▶ **DOCUMENT SECTION**
---*---
To Kwa Wan, an urban district in Central Kowloon, has carved out a very unique cultural landscape with a rich history, ethnic diversity, and many community stories.
In the face of demolition in To Kwa Wan, Community Cultural Concern works to
rebuild community spirit and uphold community values.
A House of Stories, Face to Face
To Kwa Wan is home to new and old immigrants, ethnic minorities, and experienced artisans and young artists alike–many residents have known each other for a generation or more. For decades, there were few large shopping malls and chain stores, and it was smallness that thrived–shops, workshops, and walk-up low-rise residential buildings.
The community has been populated for thousands of years: about ten years ago, 10th century wells and hundreds of historical relics were excavated when a new subway line was underconstruction. Still, To Kwa Wan was not protected from high-speed redevelopment, and the impact has been irreversible. Shops that had served the community for 50-plus years were vacated, and homes that have seen generations grow up have been replaced by luxurious highrises.
Community Cultural Concern (CCC) has been working with affected neighbourhoods since 2013, before the bulldozers came, hoping to maintain the community’s historical and cultural identity. CCC believes that locals are not victims of the so-called ‘urban development’, but agents for change. Their public space The House of To Kwa Wan Stories has been pivotal in their approach–the centre has published stories of a local auto repair shop, oil dealer, hardware shop, and a Chinese herbal clinic, and hosted events such as a community kitchen and community market. Locals also offer instruction here, sharing their expertise on embroidery, making lanterns, the Urdu language, and more. With stories being shared and locals seeing more of each other, a sense of community is returning.
Over the years, CCC has been building community relationships through cultural interventions. Since 2020, PCD has been supporting its Face Project, encouraging To Kwa Wan locals to meet each other face-to-face. The project involves courses, raising awareness on local shops, and small grants. Ten locals have been teaching courses ranging from Indian cuisine to traditional Chinese snacks to making bronze signage, with about 15 locals joining each course. People are gradually rebuilding their confidence, recognising their skills,and taking interest in passing on community culture. To Kwa Wan is once again becoming close-knit, ready to face any challenges ahead.
---*---
▶ **LISTED RECORDS**
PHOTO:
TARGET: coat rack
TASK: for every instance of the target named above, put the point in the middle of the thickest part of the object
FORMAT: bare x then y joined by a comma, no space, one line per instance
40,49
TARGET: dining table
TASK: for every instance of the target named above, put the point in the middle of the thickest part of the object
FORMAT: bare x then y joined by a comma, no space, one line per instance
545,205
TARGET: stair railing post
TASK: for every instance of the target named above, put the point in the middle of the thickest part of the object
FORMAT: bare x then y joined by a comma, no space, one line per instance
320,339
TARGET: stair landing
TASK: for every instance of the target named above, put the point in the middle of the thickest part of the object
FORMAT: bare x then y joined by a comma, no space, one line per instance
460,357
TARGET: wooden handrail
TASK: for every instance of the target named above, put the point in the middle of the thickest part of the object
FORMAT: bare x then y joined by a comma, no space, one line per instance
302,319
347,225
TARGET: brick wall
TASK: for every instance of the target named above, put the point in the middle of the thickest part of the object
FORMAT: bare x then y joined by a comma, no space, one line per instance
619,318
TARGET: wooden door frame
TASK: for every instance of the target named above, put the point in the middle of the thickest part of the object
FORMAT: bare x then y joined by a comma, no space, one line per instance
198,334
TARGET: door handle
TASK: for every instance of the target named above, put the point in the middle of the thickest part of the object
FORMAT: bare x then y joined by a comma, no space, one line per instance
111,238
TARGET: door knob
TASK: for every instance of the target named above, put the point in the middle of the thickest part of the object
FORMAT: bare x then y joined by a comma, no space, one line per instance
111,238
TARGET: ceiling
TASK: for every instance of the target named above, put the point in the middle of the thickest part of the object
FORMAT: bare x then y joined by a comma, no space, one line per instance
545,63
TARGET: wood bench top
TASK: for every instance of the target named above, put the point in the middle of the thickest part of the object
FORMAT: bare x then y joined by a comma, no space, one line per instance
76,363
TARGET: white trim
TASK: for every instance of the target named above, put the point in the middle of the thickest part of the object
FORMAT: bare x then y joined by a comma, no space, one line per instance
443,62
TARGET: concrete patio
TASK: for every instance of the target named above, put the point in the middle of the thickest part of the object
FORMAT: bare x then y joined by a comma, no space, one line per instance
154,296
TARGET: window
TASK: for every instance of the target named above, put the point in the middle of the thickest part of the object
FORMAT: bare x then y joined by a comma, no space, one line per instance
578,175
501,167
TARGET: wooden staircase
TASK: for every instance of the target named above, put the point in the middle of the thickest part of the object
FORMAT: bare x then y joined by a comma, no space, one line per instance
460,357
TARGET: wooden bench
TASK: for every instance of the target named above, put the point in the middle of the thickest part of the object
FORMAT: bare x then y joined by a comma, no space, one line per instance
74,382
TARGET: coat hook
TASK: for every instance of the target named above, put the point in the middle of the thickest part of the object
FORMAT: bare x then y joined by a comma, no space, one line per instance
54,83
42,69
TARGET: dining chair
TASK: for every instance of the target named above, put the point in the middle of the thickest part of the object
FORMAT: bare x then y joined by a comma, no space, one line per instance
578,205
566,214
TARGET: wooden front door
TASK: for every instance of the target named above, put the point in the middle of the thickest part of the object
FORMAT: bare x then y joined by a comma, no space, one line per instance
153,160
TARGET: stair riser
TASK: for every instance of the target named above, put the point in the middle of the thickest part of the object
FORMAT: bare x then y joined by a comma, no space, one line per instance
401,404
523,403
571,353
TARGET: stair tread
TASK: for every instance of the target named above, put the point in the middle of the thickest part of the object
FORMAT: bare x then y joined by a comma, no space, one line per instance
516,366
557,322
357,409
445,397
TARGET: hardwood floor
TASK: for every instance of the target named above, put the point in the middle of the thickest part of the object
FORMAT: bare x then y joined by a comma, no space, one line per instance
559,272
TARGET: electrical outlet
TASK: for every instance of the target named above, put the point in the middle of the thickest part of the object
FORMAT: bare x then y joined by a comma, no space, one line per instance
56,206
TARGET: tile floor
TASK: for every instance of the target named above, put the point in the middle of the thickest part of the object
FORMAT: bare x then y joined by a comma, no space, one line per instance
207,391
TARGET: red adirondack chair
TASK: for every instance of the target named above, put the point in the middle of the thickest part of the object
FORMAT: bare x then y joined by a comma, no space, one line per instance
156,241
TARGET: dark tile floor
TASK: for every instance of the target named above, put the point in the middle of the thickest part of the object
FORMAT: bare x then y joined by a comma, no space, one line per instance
---*---
▶ **AIM OF THE TASK**
Copy out the To Kwa Wan passage from "Community Cultural Concern (CCC)" to "community is returning.", keeping every word unchanged.

▶ **EXERCISE ANSWER**
Community Cultural Concern (CCC) has been working with affected neighbourhoods since 2013, before the bulldozers came, hoping to maintain the community’s historical and cultural identity. CCC believes that locals are not victims of the so-called ‘urban development’, but agents for change. Their public space The House of To Kwa Wan Stories has been pivotal in their approach–the centre has published stories of a local auto repair shop, oil dealer, hardware shop, and a Chinese herbal clinic, and hosted events such as a community kitchen and community market. Locals also offer instruction here, sharing their expertise on embroidery, making lanterns, the Urdu language, and more. With stories being shared and locals seeing more of each other, a sense of community is returning.